### Task instructions
Would you reproduce, word for word, only the lines running from the top of the data through the line containing "framed hockey photo", and none of the pictures?

(Referring expression pointing data)
^^^^^^^^

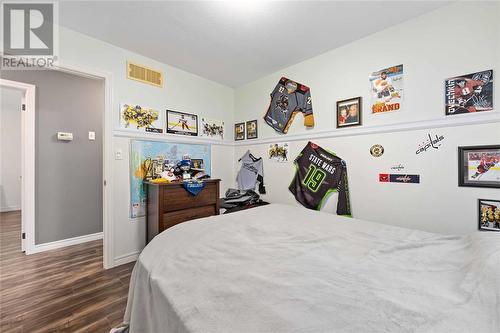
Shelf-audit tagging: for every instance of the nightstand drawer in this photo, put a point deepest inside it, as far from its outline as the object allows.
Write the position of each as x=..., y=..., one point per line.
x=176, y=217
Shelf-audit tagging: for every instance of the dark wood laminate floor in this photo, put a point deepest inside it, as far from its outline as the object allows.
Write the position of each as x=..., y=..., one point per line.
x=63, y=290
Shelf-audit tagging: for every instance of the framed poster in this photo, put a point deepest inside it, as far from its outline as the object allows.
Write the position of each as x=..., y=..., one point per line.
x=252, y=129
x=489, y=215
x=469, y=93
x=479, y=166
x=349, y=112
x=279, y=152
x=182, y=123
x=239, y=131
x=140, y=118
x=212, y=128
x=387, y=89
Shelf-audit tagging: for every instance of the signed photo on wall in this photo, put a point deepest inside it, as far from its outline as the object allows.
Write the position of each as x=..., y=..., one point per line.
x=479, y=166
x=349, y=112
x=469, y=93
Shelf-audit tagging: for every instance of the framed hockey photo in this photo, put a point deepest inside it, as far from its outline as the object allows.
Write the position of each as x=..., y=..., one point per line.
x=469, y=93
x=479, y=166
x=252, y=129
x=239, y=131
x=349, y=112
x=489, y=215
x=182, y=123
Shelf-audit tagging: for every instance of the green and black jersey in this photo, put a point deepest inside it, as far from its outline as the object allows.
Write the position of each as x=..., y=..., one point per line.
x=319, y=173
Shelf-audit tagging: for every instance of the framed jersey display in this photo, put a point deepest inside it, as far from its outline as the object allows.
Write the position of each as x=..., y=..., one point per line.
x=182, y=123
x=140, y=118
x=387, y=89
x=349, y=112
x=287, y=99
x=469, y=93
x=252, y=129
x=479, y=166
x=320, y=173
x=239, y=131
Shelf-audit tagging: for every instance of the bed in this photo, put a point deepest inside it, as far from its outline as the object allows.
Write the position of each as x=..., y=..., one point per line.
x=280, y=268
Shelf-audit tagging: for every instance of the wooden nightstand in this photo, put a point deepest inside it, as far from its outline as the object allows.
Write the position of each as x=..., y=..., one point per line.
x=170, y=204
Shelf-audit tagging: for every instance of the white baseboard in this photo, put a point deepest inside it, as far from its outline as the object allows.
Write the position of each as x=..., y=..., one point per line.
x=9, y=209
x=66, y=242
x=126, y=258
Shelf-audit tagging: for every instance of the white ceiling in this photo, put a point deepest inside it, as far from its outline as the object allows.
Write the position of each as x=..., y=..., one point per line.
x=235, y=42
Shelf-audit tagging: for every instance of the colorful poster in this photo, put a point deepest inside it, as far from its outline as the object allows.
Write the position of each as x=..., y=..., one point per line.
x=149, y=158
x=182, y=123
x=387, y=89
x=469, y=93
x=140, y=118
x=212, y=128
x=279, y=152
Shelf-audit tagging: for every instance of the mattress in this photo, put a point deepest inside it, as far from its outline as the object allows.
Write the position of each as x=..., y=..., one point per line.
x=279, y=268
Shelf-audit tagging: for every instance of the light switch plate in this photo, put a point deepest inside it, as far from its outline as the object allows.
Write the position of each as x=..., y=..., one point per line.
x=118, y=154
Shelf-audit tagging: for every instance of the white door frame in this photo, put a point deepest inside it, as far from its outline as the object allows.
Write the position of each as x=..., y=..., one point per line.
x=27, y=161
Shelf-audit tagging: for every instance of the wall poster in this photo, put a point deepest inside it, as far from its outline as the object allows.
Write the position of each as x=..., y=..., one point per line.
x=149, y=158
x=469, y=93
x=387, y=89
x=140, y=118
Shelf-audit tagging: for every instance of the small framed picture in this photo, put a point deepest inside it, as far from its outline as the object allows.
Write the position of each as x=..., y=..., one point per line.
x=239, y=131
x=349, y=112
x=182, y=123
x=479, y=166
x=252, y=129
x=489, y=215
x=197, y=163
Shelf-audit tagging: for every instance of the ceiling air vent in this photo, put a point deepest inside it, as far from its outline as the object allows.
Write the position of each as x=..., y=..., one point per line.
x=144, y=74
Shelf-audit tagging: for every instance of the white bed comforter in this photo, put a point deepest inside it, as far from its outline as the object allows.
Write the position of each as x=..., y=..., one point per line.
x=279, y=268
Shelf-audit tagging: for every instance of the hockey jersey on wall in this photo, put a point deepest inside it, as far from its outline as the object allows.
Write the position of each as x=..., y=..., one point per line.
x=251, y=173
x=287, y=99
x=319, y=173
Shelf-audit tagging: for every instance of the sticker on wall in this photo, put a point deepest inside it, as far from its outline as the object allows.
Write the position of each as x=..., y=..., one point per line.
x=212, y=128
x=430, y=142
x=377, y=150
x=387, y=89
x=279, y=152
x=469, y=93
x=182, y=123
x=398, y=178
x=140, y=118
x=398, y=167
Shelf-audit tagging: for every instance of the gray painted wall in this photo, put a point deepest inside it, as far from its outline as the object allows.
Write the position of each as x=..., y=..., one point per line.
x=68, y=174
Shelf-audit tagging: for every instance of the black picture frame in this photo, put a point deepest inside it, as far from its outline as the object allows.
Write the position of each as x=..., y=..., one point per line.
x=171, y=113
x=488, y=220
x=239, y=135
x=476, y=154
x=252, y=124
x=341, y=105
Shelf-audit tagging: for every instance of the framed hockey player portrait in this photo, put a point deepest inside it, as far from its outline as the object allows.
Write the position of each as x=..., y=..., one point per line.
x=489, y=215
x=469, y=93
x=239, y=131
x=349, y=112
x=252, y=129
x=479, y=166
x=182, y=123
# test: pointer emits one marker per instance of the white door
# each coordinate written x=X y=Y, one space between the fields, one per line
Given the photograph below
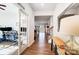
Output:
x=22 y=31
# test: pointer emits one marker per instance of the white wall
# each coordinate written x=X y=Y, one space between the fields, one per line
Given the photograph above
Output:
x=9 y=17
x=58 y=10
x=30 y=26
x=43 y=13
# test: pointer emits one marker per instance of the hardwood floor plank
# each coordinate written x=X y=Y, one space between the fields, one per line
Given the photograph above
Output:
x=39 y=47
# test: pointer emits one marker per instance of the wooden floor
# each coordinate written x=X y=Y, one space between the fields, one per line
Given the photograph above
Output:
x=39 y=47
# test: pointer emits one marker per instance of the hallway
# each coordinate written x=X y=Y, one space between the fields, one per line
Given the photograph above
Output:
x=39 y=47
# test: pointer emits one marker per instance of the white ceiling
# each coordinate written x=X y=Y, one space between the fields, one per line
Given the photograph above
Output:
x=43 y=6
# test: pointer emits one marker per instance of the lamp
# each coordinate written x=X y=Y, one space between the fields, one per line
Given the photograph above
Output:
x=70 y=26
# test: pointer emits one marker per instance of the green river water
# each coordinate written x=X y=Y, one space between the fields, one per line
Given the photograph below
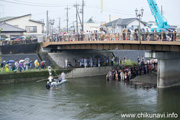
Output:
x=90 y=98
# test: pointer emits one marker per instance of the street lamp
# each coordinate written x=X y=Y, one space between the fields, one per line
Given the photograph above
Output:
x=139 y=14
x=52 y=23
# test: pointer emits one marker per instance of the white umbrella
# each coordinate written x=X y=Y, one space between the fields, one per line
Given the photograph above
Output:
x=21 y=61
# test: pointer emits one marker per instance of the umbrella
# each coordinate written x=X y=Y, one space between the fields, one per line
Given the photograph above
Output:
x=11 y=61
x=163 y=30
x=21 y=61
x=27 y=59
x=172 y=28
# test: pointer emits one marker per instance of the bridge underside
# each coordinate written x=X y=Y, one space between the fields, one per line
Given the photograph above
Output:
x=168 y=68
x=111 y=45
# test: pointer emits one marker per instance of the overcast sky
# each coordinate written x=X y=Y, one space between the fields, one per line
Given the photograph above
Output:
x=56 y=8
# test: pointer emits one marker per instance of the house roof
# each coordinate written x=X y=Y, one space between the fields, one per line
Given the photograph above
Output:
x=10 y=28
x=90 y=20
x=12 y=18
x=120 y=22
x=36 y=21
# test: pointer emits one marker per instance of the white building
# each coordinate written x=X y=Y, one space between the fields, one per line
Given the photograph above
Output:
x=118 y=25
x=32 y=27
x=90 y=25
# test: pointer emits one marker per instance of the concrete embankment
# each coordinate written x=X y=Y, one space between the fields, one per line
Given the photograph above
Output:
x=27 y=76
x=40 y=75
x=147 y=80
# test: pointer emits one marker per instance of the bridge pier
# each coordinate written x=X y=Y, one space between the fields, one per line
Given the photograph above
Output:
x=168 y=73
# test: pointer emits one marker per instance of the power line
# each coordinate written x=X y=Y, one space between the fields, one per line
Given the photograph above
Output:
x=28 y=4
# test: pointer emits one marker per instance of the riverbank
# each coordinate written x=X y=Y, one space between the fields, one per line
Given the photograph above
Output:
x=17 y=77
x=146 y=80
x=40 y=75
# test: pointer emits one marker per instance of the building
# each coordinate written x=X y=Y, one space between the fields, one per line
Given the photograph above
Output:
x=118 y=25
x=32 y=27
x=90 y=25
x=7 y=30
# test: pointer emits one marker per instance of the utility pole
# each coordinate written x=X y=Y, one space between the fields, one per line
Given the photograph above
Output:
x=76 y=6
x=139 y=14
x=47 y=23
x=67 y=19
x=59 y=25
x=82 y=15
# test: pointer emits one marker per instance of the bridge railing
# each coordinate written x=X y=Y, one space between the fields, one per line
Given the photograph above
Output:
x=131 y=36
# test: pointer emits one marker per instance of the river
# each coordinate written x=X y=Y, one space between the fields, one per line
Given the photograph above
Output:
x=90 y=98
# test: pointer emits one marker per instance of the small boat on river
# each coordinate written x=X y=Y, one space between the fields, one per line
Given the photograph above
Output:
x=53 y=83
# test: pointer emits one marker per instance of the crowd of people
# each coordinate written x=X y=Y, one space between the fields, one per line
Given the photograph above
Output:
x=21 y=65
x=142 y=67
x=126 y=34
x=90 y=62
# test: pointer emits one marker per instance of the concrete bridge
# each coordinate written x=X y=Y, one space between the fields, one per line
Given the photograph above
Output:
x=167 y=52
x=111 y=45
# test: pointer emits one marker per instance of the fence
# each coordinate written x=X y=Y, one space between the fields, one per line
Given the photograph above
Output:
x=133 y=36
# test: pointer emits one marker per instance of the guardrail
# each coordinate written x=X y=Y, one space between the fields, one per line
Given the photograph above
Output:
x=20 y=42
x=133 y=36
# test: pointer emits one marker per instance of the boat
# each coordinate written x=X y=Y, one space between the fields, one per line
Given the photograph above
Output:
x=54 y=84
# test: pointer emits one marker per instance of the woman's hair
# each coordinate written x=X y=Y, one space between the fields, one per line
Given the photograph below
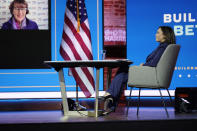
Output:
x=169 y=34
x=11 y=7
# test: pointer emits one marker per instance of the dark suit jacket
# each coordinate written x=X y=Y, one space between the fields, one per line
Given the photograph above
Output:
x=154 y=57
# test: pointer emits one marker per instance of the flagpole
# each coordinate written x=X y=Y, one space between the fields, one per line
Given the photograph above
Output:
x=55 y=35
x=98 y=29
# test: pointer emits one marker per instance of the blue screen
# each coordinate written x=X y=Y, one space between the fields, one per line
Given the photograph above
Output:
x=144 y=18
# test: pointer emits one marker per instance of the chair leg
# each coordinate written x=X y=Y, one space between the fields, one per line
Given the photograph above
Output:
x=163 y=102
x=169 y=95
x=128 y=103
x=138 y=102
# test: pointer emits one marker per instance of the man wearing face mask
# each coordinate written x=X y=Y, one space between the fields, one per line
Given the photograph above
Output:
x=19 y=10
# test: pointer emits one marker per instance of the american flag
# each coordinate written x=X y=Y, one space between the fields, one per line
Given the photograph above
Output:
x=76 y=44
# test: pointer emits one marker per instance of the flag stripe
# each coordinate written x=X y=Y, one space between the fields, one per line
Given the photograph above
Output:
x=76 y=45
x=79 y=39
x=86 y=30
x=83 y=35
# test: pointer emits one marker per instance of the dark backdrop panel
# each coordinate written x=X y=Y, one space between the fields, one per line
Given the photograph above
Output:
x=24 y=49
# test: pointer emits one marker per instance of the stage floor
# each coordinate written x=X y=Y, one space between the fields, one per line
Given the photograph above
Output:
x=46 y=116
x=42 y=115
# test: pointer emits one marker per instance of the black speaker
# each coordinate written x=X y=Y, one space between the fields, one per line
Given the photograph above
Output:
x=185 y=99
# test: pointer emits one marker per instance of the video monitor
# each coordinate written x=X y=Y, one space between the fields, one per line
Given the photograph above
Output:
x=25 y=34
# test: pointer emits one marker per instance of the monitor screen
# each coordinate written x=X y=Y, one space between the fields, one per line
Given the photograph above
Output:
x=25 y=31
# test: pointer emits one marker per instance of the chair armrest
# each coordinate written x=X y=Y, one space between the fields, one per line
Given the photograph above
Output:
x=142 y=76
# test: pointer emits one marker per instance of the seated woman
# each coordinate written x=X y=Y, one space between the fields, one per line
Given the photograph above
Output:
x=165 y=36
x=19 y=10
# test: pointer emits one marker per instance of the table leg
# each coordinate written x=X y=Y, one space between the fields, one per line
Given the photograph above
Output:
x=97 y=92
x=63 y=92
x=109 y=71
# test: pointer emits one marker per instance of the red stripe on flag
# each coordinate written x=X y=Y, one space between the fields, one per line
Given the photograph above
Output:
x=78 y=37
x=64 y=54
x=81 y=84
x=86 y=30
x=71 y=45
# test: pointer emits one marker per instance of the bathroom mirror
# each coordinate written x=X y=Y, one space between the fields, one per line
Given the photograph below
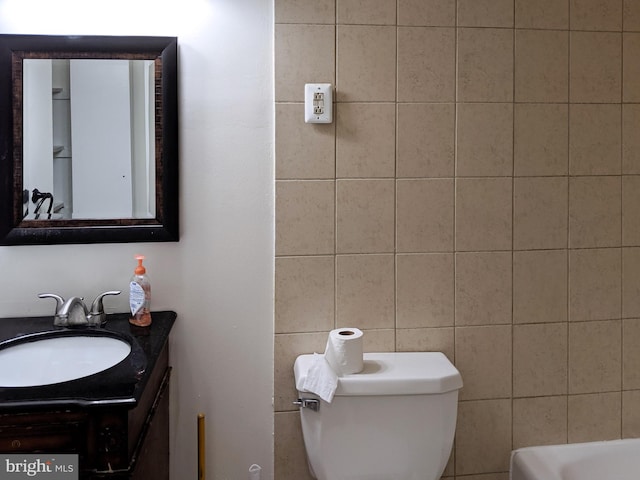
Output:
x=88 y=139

^^^^^^^^

### Exercise answer
Shelf-audit tagging: for every instance of the nightstand drawer in this photo, put a point deepest inside it, as far from its outline as the object allows.
Write the position of each as x=..., y=..., one point per line.
x=176, y=217
Shelf-audit tagging: for every instance of the dark wood laminate floor in this photo, put a point deepest inside it, as far from its outline as the object allows.
Write the position of each as x=..., y=..., one point per line.
x=63, y=290
Shelf-audit tagging: for every instance of the framed poster in this photo, put a point deepest inside it, as far from its outline as the object allows.
Write the position of each as x=..., y=..., one point per line.
x=252, y=129
x=489, y=215
x=469, y=93
x=479, y=166
x=349, y=112
x=279, y=152
x=182, y=123
x=239, y=131
x=140, y=118
x=212, y=128
x=387, y=89
Shelf-audit tagging: for every instance of the signed photo on wall in this photo, put a point deepest inside it, as far from its outline as the object allows.
Write the position of each as x=..., y=..., one point per line.
x=479, y=166
x=349, y=112
x=469, y=93
Shelf-audit tagging: for every instance of the framed hockey photo in this photo, put a point deepest inside it, as far from its outline as the object allows.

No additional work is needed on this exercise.